| Required action |
Repeat all entries exactly.

| Given entries |
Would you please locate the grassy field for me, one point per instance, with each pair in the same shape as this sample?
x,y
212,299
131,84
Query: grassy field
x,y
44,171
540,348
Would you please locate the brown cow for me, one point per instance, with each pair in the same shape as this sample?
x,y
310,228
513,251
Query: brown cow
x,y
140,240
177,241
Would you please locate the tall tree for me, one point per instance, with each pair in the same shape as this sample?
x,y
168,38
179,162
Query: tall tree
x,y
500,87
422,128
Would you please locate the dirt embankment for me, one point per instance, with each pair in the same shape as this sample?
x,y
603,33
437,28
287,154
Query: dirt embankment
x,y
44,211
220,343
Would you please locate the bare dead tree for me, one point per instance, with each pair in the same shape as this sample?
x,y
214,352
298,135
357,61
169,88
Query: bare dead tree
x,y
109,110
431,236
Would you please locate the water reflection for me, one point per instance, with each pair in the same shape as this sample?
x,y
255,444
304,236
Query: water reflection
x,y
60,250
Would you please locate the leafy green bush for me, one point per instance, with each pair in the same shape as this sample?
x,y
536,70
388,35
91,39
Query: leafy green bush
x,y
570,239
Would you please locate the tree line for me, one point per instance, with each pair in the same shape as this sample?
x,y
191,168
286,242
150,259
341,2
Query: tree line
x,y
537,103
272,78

| Result of the task |
Would you please locate the grassy field for me, one point per instance, with each pair in the same shape as this sample?
x,y
212,299
131,84
Query: grassy field
x,y
44,171
540,348
Would you please locate the brown cow for me, one point per instance, with each pair in the same shape as this sample?
x,y
310,228
513,251
Query: brown cow
x,y
140,240
177,241
Would you please locate the tall tree for me, one point per instance, with each pair in the same shape as this sample?
x,y
168,38
179,162
Query: tall tree
x,y
500,87
422,128
Would you please locate the dirt embankment for me, one point per instance, with each pair in the same shape as this sample?
x,y
603,33
437,28
287,154
Query: dirt embankment
x,y
44,211
220,343
Would you please locate the bare dead tree for me, one point per instance, with each pair in the same shape as this sample?
x,y
214,352
298,135
357,61
169,88
Query: bare dead tree
x,y
109,110
431,236
Would you please locate the water reflection for me, one point per instance, with each pair in the same shape as this sample?
x,y
255,444
304,236
Query: water reflection
x,y
60,250
Would you please locate the leafy green bush for me, one point per instance, with each pair in the same shape as this sample?
x,y
536,70
388,35
91,39
Query: leafy green bush
x,y
570,239
Would you please locate the tree line for me, one point per instance, with each pair in the same shape as this sample?
x,y
191,168
286,242
150,259
341,2
Query: tree line
x,y
537,103
272,78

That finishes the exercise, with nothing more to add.